> PAGE EXCERPT:

/---

Haiku Kukai 1 - Winter Transitions

Global Haiku • Millikin University • Spring 2013

a hidden classroom
anxious pencils tapping

driving alone
the radio
must be loud

Sarah E. Kisly

This one wasn't mentioned in class, but as I looked back at the Kukai sheet, I noticed it. I like this one because it reminds me of driving to and from Millikin. I have two different interpretations of this haiku. When I first read it, I thought the times I have driven to and from Millikin by myself. Usually, I am excited to come back and I like singing along with the music while I'm driving. The other interpretation I have for this haiku is that it could have a somber tone. The poem sets this up by saying "driving alone." It goes on to say the radio 'must be loud" which could imply the need to drown out other thoughts. There have been times when I wanted to turn off my brain so I would turn on music. It all depends on how you see driving in the car alone. Emily D.

empty boxes
quiet music
free but alone

Alex Buchko (7)

With this one, I saw myself in a practice room in PMC, looking for a piece of music to perform or to use in an audition. At home I keep a box of musical theatre songbooks in my room, so I imagined looking through these books, hearing the muffled sound of other people practicing, and feeling free when I start to sing. Practice rooms provide a solace. They aren't completely soundproof, so it's not like I know no one can hear me, but people tend to not bother you when you're in a practice room with the door shut. It's different practicing at home in my room or anywhere else because that seems unusual to other people and they're more likely to interrupt. I love the idea of being able to just sing without someone judging or critiquing me, which doesn't get to happen a lot here. There are very few places where I can just be alone, so I appreciate and welcome the moments that I do. Heidi

This haiku reminds me of when I first moved into college. I was unpacking so there were a lot of empty boxes around my room. Everything that I used to have at home was being unpacked and becoming a part of my new home. The empty boxes were a sign of my successful move-in; the beginning of the next chapter of my life. Living on my own made me feel so free. I was finally growing up. Even though I was free in the sense that I could live on my own without anyone telling me what to do, I felt so alone. I missed my family. I become so used to my family always being there, that when I had to live on my own, it was very lonely. Amanda

This kukai was something I could connect to extremely well. I am a musician, and have been my entire life. That said, this immediately made me think of the music area of my home. I have big cubes where I keep all of my music, and these made me think of the empty boxes. When they are empty, it is because all of my music is out and I am playing it. Playing music in a space where I am entirely alone is an extremely liberating experience. When I am alone and playing, there is no pressure to play perfectly, for I am playing for myself. I can make mistakes and learn from them, and I can take chances in my music. Therefore, I can directly relate to the feelings that the person who wrote this haiku has, and I completely agree. Molly

out of the water
a soft breeze

lips so soft
I take off
into Heaven

big red onesie
back flap
much appreciated

Charlie Decker (6)

\---

> CHALLENGE A:
Transcribe the kukai page from "Sarah E. Kisly" up to and including "alone. Emily D.".

> RECORDED INFORMATION:
/---

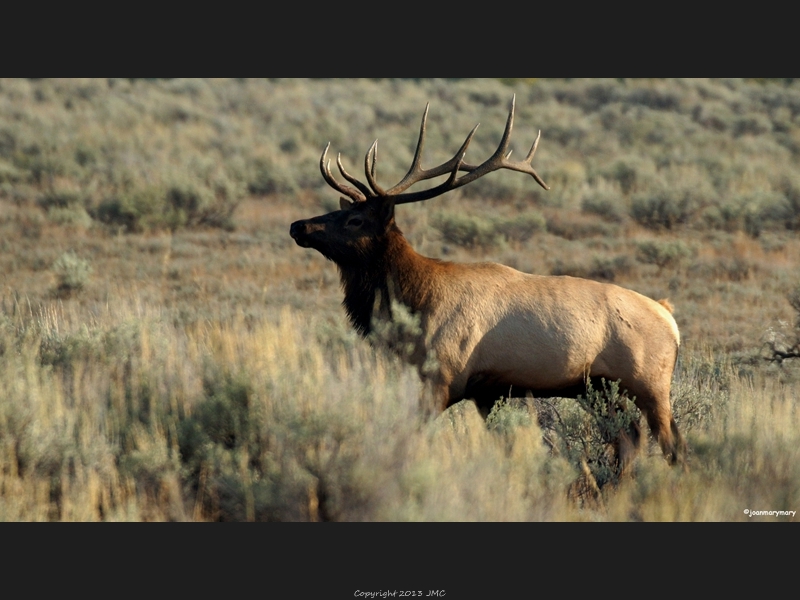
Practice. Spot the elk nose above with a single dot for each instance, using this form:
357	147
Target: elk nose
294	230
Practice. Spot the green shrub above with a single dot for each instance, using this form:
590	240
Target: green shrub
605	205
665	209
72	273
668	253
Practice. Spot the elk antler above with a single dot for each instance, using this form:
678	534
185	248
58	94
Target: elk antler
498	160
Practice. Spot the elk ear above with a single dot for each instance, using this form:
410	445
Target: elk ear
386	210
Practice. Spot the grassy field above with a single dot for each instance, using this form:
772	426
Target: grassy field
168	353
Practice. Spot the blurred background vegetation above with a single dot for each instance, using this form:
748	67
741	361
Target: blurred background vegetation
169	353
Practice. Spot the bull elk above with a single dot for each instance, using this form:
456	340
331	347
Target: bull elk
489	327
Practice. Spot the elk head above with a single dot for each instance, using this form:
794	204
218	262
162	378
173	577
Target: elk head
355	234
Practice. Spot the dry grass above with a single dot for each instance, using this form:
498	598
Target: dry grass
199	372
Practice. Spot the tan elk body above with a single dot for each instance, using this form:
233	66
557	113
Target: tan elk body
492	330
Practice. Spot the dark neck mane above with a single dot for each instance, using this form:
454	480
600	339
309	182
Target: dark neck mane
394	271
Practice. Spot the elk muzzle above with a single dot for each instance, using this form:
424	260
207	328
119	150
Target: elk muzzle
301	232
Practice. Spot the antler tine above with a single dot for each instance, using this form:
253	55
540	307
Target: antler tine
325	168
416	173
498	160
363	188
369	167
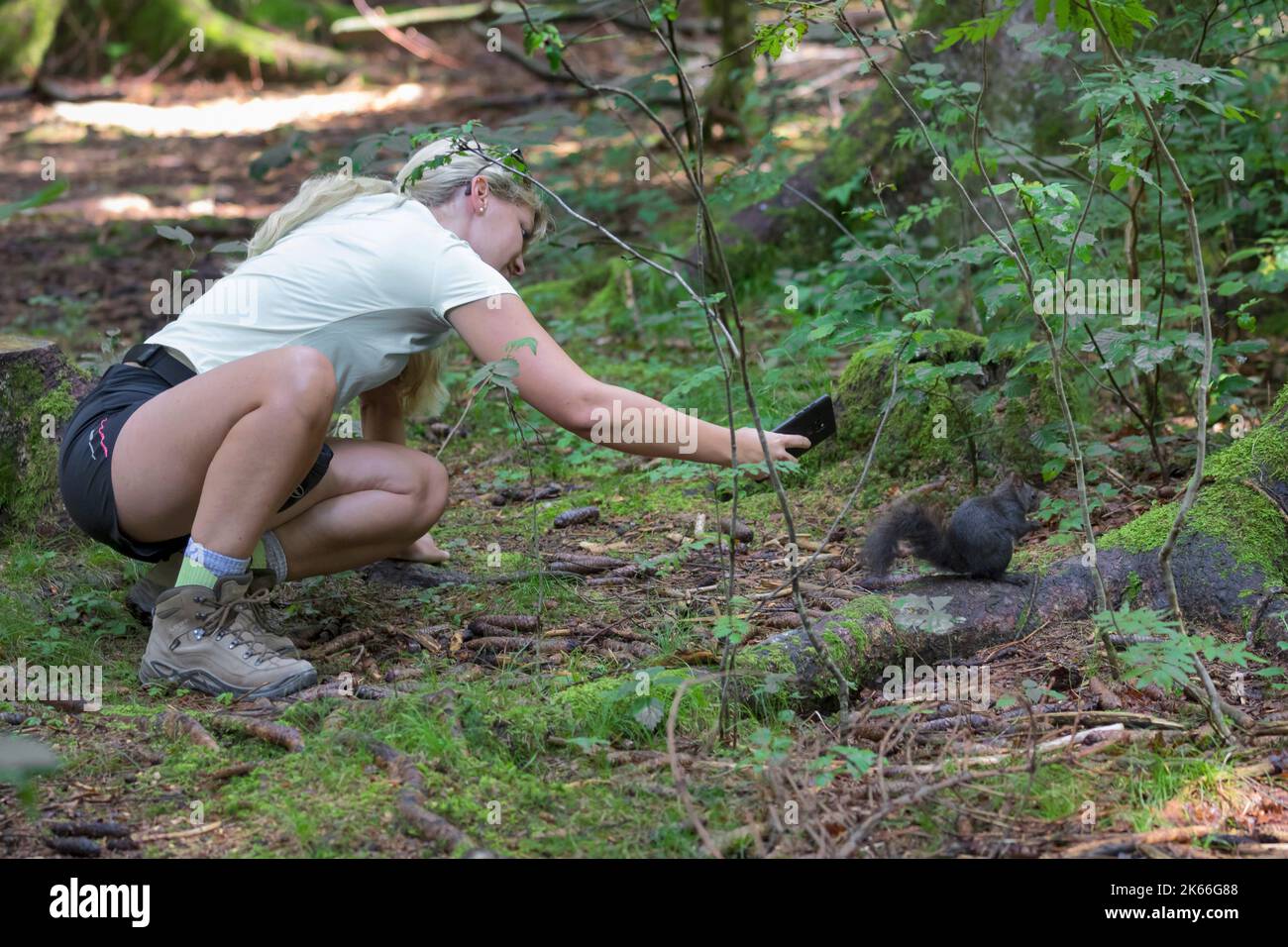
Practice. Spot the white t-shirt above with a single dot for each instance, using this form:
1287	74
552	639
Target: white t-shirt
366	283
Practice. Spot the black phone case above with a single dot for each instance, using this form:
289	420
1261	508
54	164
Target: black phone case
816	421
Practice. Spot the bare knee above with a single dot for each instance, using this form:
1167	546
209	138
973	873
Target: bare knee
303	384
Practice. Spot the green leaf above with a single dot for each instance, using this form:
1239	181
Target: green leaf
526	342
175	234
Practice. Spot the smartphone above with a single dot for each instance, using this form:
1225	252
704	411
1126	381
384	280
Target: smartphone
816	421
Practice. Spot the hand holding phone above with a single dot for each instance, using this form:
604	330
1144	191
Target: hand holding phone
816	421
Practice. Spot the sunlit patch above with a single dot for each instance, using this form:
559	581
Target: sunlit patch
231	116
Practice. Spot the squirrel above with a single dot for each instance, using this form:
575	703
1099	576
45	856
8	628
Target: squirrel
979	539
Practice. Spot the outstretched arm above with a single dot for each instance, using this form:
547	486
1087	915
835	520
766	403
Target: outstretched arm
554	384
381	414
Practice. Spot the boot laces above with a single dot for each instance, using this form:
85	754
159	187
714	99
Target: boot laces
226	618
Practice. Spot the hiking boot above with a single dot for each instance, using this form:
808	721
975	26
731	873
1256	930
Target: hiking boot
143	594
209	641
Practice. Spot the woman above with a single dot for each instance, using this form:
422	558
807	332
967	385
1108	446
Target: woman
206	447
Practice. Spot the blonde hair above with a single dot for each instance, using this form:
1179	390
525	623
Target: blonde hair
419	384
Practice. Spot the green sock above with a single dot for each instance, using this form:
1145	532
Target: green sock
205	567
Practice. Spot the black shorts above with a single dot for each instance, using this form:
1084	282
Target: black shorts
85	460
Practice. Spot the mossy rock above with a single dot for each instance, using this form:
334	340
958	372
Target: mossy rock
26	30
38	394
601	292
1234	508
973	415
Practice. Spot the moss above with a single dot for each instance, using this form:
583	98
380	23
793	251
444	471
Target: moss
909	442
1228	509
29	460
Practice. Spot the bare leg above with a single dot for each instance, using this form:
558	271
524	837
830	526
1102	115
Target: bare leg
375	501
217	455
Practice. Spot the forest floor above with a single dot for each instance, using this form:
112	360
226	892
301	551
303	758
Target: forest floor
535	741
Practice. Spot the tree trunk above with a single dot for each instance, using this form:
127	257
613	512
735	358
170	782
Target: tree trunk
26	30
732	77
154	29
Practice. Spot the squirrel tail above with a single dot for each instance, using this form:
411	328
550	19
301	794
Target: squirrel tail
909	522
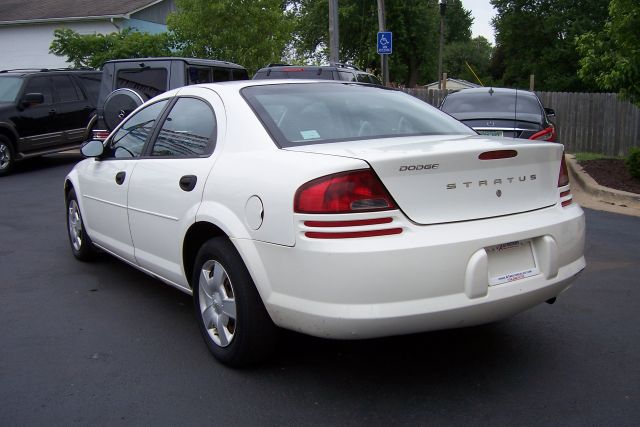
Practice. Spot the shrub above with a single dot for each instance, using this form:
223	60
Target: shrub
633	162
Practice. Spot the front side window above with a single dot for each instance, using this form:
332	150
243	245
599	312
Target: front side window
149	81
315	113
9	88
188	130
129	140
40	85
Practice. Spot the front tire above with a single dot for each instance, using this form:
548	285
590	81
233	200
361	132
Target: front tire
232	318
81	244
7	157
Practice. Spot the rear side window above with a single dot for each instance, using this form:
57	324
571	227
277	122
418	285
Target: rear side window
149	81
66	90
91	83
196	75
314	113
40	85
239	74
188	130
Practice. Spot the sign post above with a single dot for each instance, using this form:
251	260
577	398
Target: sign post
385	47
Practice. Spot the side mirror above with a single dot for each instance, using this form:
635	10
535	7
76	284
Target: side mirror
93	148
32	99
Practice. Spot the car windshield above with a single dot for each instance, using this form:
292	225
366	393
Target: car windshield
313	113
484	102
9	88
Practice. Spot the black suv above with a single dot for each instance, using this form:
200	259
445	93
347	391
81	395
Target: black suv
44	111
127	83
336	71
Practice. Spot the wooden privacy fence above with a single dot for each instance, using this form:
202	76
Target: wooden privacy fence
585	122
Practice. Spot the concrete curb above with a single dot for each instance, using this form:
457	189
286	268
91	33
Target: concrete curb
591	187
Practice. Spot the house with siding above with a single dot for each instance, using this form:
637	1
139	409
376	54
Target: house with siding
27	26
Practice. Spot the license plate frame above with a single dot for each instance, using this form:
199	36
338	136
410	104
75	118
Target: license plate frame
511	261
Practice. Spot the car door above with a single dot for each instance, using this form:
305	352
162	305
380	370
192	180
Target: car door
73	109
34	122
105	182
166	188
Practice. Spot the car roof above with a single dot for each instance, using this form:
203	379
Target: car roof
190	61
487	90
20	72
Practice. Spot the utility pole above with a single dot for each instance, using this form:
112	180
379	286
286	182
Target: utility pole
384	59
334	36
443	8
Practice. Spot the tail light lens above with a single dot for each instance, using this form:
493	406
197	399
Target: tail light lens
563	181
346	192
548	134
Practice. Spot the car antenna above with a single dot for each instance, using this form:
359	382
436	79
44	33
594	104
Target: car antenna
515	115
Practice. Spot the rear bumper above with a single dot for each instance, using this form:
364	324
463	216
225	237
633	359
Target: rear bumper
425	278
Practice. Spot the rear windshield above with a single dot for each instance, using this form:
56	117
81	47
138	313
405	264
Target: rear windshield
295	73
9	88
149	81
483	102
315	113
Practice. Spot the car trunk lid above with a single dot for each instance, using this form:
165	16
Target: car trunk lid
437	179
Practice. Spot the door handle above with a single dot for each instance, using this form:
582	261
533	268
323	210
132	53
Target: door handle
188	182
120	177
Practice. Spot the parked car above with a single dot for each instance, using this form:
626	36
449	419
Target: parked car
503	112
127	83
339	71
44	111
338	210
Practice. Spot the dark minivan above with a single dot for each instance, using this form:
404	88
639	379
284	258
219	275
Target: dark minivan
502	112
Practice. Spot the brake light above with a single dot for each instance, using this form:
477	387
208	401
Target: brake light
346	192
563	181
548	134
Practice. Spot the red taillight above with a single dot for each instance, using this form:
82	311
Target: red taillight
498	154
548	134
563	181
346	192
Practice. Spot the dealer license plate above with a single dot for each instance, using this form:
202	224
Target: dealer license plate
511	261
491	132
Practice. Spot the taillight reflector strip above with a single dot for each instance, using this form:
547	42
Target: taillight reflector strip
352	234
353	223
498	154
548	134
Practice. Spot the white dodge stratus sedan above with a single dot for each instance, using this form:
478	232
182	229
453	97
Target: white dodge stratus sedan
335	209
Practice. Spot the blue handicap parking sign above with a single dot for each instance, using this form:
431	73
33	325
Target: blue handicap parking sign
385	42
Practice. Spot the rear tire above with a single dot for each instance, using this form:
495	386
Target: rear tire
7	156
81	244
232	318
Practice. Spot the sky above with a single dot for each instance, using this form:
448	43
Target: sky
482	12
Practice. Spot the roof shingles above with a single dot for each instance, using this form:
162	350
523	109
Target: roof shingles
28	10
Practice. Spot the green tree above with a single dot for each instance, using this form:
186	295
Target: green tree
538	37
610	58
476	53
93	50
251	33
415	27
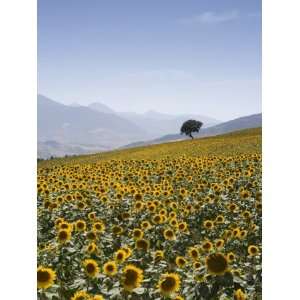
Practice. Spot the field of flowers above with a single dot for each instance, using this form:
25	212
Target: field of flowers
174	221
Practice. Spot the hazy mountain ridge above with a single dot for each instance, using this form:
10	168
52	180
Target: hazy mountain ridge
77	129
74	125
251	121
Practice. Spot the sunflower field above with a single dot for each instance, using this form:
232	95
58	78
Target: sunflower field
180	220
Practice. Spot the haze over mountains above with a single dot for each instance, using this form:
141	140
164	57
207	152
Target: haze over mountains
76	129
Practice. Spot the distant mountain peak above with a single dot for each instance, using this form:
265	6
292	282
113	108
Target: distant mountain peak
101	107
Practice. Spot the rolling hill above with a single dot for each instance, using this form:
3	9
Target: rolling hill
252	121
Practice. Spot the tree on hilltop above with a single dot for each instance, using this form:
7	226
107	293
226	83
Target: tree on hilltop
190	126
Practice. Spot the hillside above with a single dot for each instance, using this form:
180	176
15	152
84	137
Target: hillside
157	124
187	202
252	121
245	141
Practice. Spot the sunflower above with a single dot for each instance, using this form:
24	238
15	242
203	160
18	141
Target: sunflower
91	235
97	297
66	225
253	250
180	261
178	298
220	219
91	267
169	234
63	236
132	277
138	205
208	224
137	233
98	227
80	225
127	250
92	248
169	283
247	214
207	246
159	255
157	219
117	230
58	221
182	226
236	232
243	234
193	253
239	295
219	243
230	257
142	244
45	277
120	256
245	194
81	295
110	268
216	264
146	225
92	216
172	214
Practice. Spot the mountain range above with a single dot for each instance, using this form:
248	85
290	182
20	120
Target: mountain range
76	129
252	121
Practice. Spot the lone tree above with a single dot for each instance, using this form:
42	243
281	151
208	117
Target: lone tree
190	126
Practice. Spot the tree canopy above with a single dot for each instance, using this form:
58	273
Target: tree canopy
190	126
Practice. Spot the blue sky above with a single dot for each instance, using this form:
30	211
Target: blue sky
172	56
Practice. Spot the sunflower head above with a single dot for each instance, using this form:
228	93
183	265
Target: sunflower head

\---

> CHALLENGE B:
How many lines of the listing contain the string "canopy", matching case exactly? Reply with the number alone.

> TASK RESULT A:
Sarah E. Kisly

This one wasn't mentioned in class, but as I looked back at the Kukai sheet, I noticed it. I like this one because it reminds me of driving to and from Millikin. I have two different interpretations of this haiku. When I first read it, I thought the times I have driven to and from Millikin by myself. Usually, I am excited to come back and I like singing along with the music while I'm driving. The other interpretation I have for this haiku is that it could have a somber tone. The poem sets this up by saying "driving alone." It goes on to say the radio 'must be loud" which could imply the need to drown out other thoughts. There have been times when I wanted to turn off my brain so I would turn on music. It all depends on how you see driving in the car alone. Emily D.

> TASK RESULT B:
2